(WHAT THIS TASK INVOLVES) The entries need to be copied exactly.

(RECORD SET)
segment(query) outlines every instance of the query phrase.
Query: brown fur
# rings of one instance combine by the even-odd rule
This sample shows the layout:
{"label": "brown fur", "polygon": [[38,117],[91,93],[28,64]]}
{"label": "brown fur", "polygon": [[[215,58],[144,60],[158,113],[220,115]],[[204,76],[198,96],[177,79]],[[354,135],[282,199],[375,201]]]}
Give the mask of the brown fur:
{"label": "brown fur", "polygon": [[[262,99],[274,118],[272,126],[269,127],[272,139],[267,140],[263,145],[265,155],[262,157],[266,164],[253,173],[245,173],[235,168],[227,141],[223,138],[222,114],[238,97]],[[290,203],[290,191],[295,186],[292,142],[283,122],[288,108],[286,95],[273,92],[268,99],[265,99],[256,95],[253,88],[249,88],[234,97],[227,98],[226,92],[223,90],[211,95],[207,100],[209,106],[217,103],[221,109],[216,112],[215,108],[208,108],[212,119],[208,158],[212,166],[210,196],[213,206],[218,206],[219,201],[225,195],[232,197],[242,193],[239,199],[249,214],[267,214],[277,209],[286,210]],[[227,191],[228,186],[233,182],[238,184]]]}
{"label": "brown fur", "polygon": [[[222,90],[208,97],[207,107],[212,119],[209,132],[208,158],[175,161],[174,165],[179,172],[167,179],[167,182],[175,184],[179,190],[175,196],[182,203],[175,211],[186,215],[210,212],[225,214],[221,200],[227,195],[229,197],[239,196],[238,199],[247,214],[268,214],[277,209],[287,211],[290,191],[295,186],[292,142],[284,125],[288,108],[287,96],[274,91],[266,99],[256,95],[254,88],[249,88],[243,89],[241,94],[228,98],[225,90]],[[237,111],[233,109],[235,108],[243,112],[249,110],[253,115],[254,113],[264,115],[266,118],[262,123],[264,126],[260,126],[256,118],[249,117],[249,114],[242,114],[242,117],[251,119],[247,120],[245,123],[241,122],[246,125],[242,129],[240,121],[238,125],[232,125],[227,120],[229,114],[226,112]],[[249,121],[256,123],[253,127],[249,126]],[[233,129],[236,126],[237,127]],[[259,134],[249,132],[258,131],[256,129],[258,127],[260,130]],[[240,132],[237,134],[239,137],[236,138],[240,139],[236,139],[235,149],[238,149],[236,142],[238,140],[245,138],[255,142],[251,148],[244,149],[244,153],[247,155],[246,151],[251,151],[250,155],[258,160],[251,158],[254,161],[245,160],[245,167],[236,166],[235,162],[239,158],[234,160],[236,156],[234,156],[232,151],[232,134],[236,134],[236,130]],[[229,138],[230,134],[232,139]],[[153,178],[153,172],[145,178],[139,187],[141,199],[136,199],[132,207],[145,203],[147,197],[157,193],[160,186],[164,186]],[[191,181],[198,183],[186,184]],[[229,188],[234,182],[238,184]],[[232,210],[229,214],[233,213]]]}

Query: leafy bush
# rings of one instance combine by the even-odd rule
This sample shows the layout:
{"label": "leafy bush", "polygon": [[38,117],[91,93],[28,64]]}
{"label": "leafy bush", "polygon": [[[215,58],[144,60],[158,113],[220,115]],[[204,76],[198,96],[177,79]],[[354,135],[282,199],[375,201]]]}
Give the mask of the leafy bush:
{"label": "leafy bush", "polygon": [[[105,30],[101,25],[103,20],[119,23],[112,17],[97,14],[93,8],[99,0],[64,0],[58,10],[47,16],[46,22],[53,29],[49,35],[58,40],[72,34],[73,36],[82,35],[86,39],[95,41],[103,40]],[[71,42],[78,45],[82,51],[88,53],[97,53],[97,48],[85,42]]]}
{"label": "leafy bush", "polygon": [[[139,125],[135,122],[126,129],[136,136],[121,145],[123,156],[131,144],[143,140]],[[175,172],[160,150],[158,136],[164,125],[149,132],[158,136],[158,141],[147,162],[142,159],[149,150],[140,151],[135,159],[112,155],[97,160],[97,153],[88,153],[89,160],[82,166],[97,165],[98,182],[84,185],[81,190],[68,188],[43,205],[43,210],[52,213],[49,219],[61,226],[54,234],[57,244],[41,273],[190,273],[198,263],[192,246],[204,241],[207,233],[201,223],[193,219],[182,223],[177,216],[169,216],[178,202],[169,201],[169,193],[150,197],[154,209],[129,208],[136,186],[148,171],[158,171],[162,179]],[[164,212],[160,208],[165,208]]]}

(COMPLETE ANSWER)
segment(query) outlines every instance of the query phrase.
Query: brown fur
# rings of one instance combine by the even-odd rule
This sample shows the layout:
{"label": "brown fur", "polygon": [[38,117],[91,93],[28,64]]}
{"label": "brown fur", "polygon": [[[215,58],[144,60],[158,113],[220,115]],[[204,76],[198,96],[177,79]],[[354,135],[282,199],[375,201]]]}
Give the mask of the brown fur:
{"label": "brown fur", "polygon": [[[262,99],[274,118],[272,126],[269,127],[272,139],[267,140],[263,145],[265,155],[262,157],[266,164],[253,173],[245,173],[235,168],[227,141],[223,138],[222,114],[238,97]],[[290,203],[290,191],[295,186],[292,142],[283,122],[288,108],[286,95],[273,92],[268,99],[265,99],[256,95],[253,88],[249,88],[234,97],[227,98],[226,92],[223,90],[211,95],[207,100],[209,106],[217,103],[221,109],[216,112],[215,108],[208,108],[212,119],[208,158],[212,166],[210,196],[213,206],[218,206],[219,201],[225,195],[232,197],[242,193],[239,199],[249,214],[267,214],[277,209],[286,210]],[[227,191],[228,186],[233,182],[238,184]]]}
{"label": "brown fur", "polygon": [[[222,90],[208,97],[207,107],[212,119],[209,132],[208,158],[175,161],[174,165],[179,172],[167,179],[167,182],[175,184],[179,190],[175,196],[182,203],[175,211],[186,215],[210,212],[225,214],[221,200],[227,195],[229,197],[239,196],[238,199],[247,214],[268,214],[277,209],[287,211],[290,191],[295,186],[292,142],[284,125],[288,108],[287,96],[274,91],[266,99],[256,95],[254,88],[249,88],[243,89],[241,94],[228,98],[225,90]],[[237,111],[233,109],[235,108],[243,112],[249,110],[253,115],[254,113],[264,115],[266,118],[262,123],[264,126],[260,126],[256,118],[249,117],[249,114],[242,114],[242,117],[251,119],[247,120],[245,123],[241,122],[246,125],[242,129],[240,121],[238,125],[232,125],[227,120],[229,114],[226,112]],[[249,121],[256,123],[253,127],[249,126]],[[233,129],[236,126],[237,127]],[[259,134],[249,132],[258,131],[256,129],[258,127],[260,130]],[[240,132],[237,134],[239,137],[236,138],[240,139],[236,139],[235,149],[238,149],[236,142],[238,140],[245,138],[255,142],[251,148],[244,149],[244,153],[247,155],[246,151],[251,151],[250,155],[258,160],[251,158],[254,161],[245,160],[245,167],[236,166],[235,162],[239,158],[234,160],[236,156],[234,156],[232,151],[232,134],[236,134],[236,130]],[[229,138],[230,134],[232,139]],[[153,178],[153,172],[145,178],[139,187],[141,199],[136,199],[132,207],[145,203],[147,197],[157,193],[160,186],[164,186]],[[191,181],[198,183],[186,184]],[[229,188],[234,182],[238,184]],[[232,210],[229,214],[233,213]]]}

Query: leafy bush
# rings of one instance combine by the even-odd rule
This sample shows the layout:
{"label": "leafy bush", "polygon": [[38,117],[91,93],[28,64]]}
{"label": "leafy bush", "polygon": [[[215,58],[144,60],[158,113],[220,115]],[[204,76],[198,96],[177,79]],[[354,135],[282,199],[375,201]]]}
Give the mask of the leafy bush:
{"label": "leafy bush", "polygon": [[[105,30],[101,25],[103,20],[119,23],[112,17],[97,14],[93,8],[99,0],[64,0],[58,10],[47,16],[46,22],[53,29],[49,35],[58,40],[72,34],[73,36],[82,35],[86,39],[95,41],[103,40]],[[71,42],[78,45],[82,51],[88,53],[97,53],[97,48],[85,42]]]}
{"label": "leafy bush", "polygon": [[[139,125],[135,122],[126,129],[136,136],[121,145],[123,156],[131,144],[143,140]],[[175,172],[160,150],[158,136],[164,125],[149,132],[158,136],[158,141],[147,162],[142,159],[149,150],[140,151],[135,159],[112,155],[97,160],[97,153],[88,153],[89,160],[82,166],[97,165],[98,182],[84,185],[81,190],[68,188],[43,205],[43,210],[52,213],[49,219],[61,226],[54,234],[57,244],[41,273],[190,273],[198,263],[192,246],[204,241],[207,233],[201,223],[193,219],[182,223],[177,216],[169,216],[178,202],[169,201],[169,193],[150,197],[154,209],[129,208],[136,186],[148,171],[158,171],[162,179]],[[164,212],[160,208],[165,208]]]}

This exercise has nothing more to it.